INPUT FOR THIS TASK -
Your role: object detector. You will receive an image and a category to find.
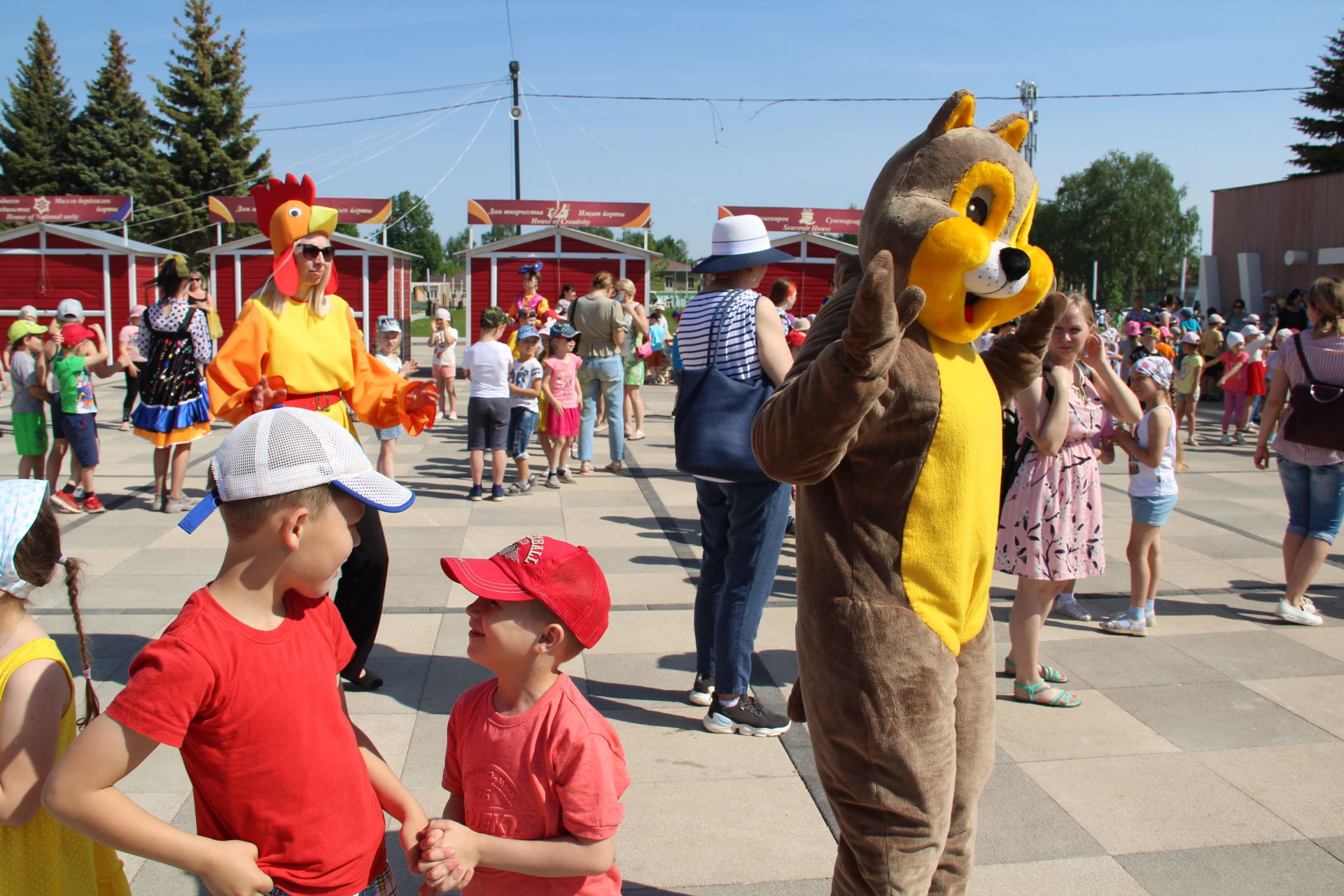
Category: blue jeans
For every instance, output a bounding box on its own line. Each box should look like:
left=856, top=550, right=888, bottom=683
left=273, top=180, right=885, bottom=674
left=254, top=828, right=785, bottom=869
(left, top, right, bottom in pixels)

PROBLEM REQUIREMENTS - Copy out every line of the listing above word for word, leaving out the picture.

CORRECT OUTPUT -
Your role: object detector. You will receive an image and a category to find.
Category: blue jeans
For every instance, output a bounding box on its own line. Each box should look like:
left=856, top=550, right=888, bottom=683
left=273, top=180, right=885, bottom=674
left=254, top=828, right=785, bottom=869
(left, top, right, bottom in pixels)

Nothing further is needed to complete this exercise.